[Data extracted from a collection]
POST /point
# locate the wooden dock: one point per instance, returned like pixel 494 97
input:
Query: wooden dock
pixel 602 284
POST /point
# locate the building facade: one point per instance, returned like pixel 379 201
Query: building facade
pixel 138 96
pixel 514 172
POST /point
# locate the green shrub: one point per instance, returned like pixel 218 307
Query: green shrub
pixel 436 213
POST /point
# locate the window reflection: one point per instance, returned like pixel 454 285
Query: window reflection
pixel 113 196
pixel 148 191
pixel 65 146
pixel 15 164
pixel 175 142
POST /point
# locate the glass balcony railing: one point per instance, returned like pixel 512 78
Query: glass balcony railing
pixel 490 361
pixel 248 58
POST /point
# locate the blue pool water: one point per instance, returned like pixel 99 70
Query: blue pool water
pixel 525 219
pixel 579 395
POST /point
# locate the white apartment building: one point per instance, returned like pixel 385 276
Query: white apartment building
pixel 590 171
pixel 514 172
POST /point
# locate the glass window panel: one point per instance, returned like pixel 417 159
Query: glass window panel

→ About this exercise
Write every entry out again, exactly as it stands.

→ Answer box
POST /point
# locate the wooden dock: one point per instance, returned like pixel 494 97
input:
Query: wooden dock
pixel 602 284
POST /point
# locate the building facade: one point per instance, returned like pixel 379 201
Query: building facade
pixel 138 96
pixel 514 172
POST /point
# locate the green shrub: one point per instance, returned like pixel 218 307
Query: green shrub
pixel 436 213
POST /point
# locate the window reflection: one point per instance, returned like pixel 454 285
Query: window reflection
pixel 113 196
pixel 148 191
pixel 65 146
pixel 15 164
pixel 175 142
POST /point
# locate the glass balcony railing: one point per instance, returned like pixel 512 78
Query: glass balcony railing
pixel 490 361
pixel 248 58
POST /point
# locate the blue pool water: one point per instance, returned like pixel 99 70
Query: blue pool water
pixel 525 219
pixel 579 395
POST /point
# locate the white apartment building: one point per instance, returned like pixel 385 276
Query: white apartment building
pixel 590 171
pixel 514 172
POST /point
# locate the glass window panel: one point per instance, returned like pixel 417 159
Query: glass window panel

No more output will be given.